**TRABALHO SOLICITADO**:
1. Responda com base no trecho sobre a taxa de câmbio:
(a) Quanto caiu a taxa de câmbio real/dólar na comparação entre as médias mensais de janeiro e dezembro de 2016?
(b) Segundo a CNI, o que a valorização do câmbio torna mais competitivo frente aos produtos nacionais?
(c) O que acontece com o preço dos bens não-comercializáveis?
2. Prossiga com o trecho sobre a taxa de câmbio a partir da última frase apresentada.

**TRECHO DO DOCUMENTO**:
▬▬▬

De acordo com a nota técnica da CNI, a taxa de câmbio real/dólar caiu 17% ao se comparar a média mensal de janeiro e dezembro de 2016. Somente nos dois primeiros meses de 2017, houve uma queda adicional de 7,2%, totalizando 23% em um espaço de 14 meses.
"Essa forte mudança no preço da moeda estrangeira pode causar danos irreparáveis nas estratégias das empresas e no investimento. Como as operações de comércio exterior têm prazos longos, negócios de exportação realizados há seis meses, com uma determinada taxa de câmbio, tem seu fechamento financeiro afetado quando a taxa de câmbio sofre valorização brusca e excessiva, consubstanciando-se muitas vezes em prejuízo", frisa a CNI.
Para a CNI, o nível da taxa de câmbio é uma variável fundamental no processo de desenvolvimento econômico, pois alterações na taxa de câmbio podem provocar importantes efeitos sobre a estrutura produtiva e de emprego do país. Seu comportamento reflete diretamente na competitividade da indústria, pois sua valorização torna os produtos estrangeiros mais competitivos frente aos nacionais, seja no mercado doméstico, seja no exterior.
"Ao tornar os bens importados mais baratos, sobrevalorizações cambiais excessivas e prolongadas reduzem a lucratividade da produção e do investimento em setores de bens comercializáveis (que são transacionados internacionalmente). Ao mesmo tempo, o preço de não-comercializáveis fica artificialmente mais elevado. Como setores de bens comercializáveis são, tradicionalmente, setores que tendem a ter maior capacidade inovadora, maior agregação de valor e maior nível de produtividade, a valorização provoca a transferência de mão-de-obra de setores de baixa produtividade para os de alta produtividade, com impacto negativo no nível de produtividade geral da economia", observa a CNI.

▬▬▬

Entradas de dados salvas
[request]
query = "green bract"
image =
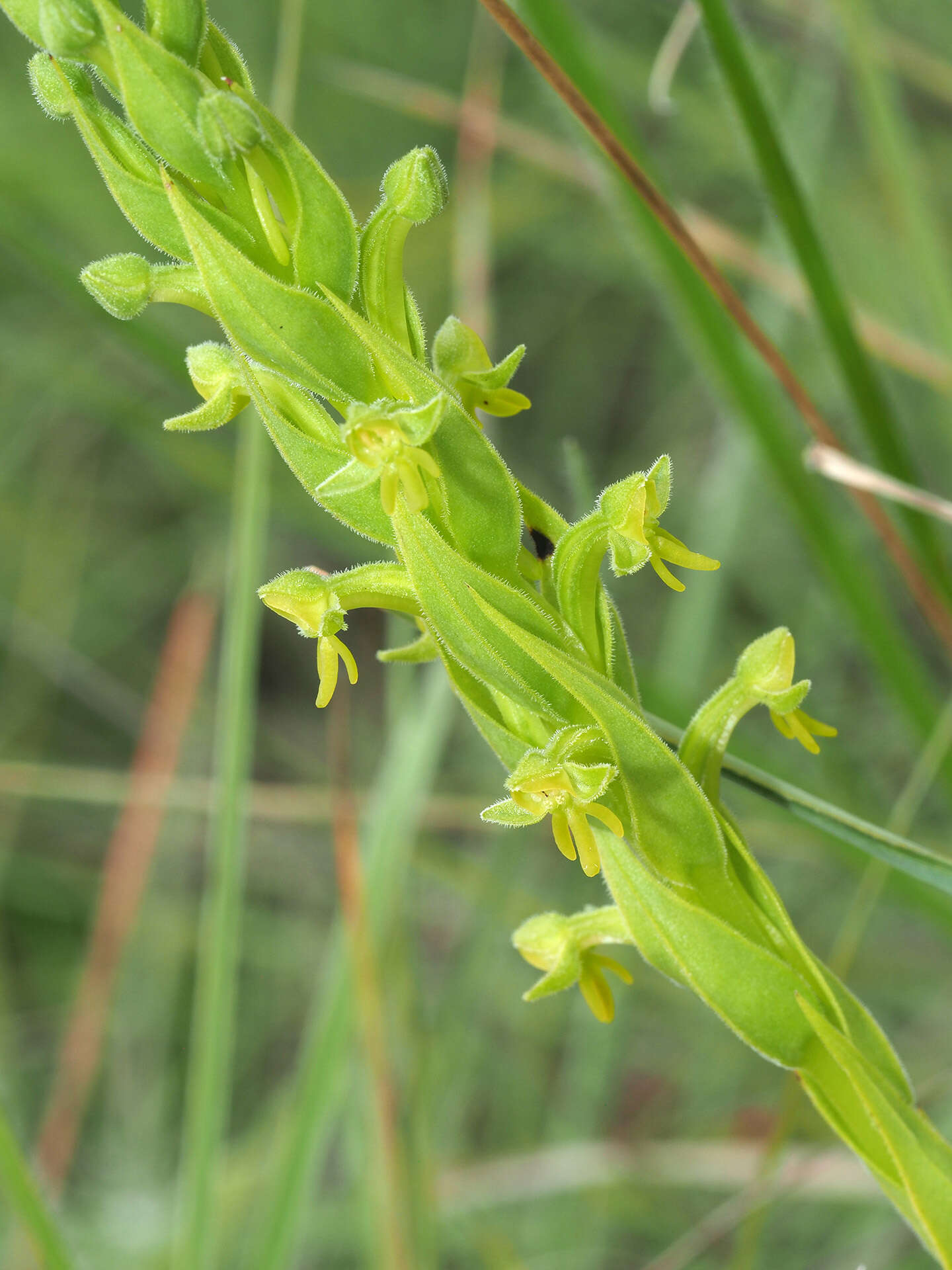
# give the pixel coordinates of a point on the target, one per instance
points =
(323, 335)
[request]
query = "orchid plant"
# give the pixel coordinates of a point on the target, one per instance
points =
(324, 338)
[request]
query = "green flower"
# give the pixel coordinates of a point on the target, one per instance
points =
(553, 781)
(565, 949)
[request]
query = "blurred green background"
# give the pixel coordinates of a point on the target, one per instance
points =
(524, 1137)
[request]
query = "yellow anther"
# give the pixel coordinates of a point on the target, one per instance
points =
(331, 652)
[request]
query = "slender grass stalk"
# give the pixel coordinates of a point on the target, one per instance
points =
(692, 626)
(28, 1203)
(920, 586)
(746, 392)
(386, 1191)
(866, 390)
(211, 1057)
(892, 149)
(843, 952)
(731, 249)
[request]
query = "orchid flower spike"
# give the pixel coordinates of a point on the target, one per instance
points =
(565, 949)
(633, 508)
(553, 781)
(386, 441)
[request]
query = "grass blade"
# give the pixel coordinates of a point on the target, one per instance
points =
(866, 390)
(387, 837)
(211, 1058)
(27, 1201)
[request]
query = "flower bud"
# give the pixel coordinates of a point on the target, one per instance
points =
(415, 186)
(121, 284)
(227, 125)
(179, 24)
(309, 600)
(69, 27)
(554, 781)
(51, 83)
(216, 374)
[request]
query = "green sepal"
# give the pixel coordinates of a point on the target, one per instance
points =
(565, 948)
(674, 825)
(508, 813)
(575, 574)
(286, 329)
(221, 62)
(483, 709)
(461, 361)
(423, 650)
(319, 222)
(161, 95)
(910, 1148)
(127, 167)
(219, 378)
(126, 284)
(317, 603)
(291, 418)
(227, 125)
(179, 26)
(752, 990)
(762, 676)
(69, 28)
(414, 190)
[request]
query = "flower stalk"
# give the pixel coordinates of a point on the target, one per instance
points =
(323, 334)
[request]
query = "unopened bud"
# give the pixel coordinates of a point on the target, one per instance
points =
(415, 186)
(69, 27)
(121, 284)
(227, 125)
(51, 83)
(179, 24)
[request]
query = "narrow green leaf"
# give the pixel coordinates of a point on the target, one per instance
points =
(909, 857)
(861, 378)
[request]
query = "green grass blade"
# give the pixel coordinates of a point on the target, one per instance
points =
(862, 381)
(744, 389)
(894, 149)
(909, 857)
(387, 837)
(28, 1203)
(211, 1058)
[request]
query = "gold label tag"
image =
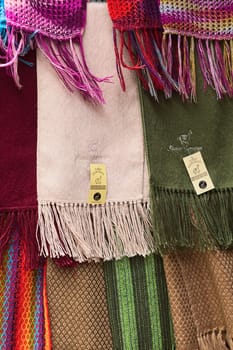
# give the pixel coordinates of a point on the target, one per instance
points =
(98, 184)
(198, 173)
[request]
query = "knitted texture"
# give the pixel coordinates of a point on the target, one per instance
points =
(55, 19)
(78, 307)
(209, 22)
(22, 324)
(56, 27)
(137, 31)
(138, 304)
(200, 287)
(131, 14)
(199, 18)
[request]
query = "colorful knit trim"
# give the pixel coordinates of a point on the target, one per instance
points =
(22, 322)
(137, 29)
(56, 28)
(203, 32)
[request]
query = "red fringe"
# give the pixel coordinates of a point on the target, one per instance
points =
(25, 222)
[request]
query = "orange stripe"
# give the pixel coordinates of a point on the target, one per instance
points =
(48, 340)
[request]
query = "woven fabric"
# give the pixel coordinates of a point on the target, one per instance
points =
(72, 135)
(203, 35)
(55, 19)
(78, 307)
(18, 124)
(2, 18)
(56, 28)
(22, 323)
(191, 128)
(200, 287)
(137, 35)
(131, 14)
(138, 304)
(199, 18)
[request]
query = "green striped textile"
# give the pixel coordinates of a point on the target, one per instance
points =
(138, 304)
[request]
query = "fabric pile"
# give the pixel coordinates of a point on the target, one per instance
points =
(24, 320)
(116, 228)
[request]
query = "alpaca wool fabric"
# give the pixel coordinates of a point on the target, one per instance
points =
(200, 291)
(22, 324)
(18, 197)
(78, 307)
(173, 130)
(56, 28)
(71, 136)
(203, 28)
(138, 304)
(137, 29)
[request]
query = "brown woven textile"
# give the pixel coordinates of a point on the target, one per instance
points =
(200, 287)
(78, 307)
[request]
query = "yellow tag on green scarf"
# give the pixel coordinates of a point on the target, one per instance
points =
(198, 173)
(98, 184)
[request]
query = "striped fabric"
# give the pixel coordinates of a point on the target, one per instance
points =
(21, 302)
(138, 304)
(199, 18)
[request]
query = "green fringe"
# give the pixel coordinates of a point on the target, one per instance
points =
(184, 220)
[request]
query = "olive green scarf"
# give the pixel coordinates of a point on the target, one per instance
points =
(174, 129)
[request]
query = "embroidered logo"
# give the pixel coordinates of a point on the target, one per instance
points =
(184, 147)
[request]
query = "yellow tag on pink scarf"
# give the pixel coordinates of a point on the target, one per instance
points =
(98, 184)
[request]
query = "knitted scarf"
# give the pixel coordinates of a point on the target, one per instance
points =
(137, 29)
(203, 27)
(56, 28)
(173, 130)
(23, 322)
(72, 135)
(18, 124)
(78, 307)
(200, 287)
(138, 304)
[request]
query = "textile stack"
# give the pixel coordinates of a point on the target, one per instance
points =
(116, 201)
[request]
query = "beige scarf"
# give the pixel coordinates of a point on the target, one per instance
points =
(74, 134)
(200, 287)
(78, 307)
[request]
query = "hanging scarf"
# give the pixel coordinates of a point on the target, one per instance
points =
(57, 28)
(72, 135)
(22, 311)
(138, 304)
(174, 130)
(200, 287)
(203, 27)
(137, 29)
(18, 124)
(78, 307)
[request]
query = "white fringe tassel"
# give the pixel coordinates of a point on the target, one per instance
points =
(91, 232)
(216, 339)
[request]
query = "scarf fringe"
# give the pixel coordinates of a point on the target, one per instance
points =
(67, 58)
(25, 220)
(14, 44)
(145, 57)
(214, 340)
(215, 60)
(185, 220)
(91, 232)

▬▬▬

**RESPOSTAS**:
1.
(a) Caiu 17%.
(b) Os produtos estrangeiros, tanto no mercado doméstico quanto no exterior.
(c) Fica artificialmente mais elevado.

2.
A CNI destaca ainda que além da valorização do real, a volatilidade também é problema, já que a instabilidade dificulta a formação de preços, as decisões de investimento e de produção das empresas industriais.
A confederação diz que no curto prazo, é indispensável adotar mecanismos que evitem a valorização permanente da moeda brasileira, que retira a competitividade dos produtos brasileiros, tanto no mercado brasileiro como no mercado global, bem como suas oscilações excessivas. "É difícil alterar a tendência dos movimentos cambiais globais. Todavia, é possível atuar para evitar flutuações excessivas na taxa de câmbio originadas do mercado doméstico e mundial e, principalmente, coordenar as políticas domésticas para minimizar os efeitos indesejados sobre a taxa de câmbio", frisa.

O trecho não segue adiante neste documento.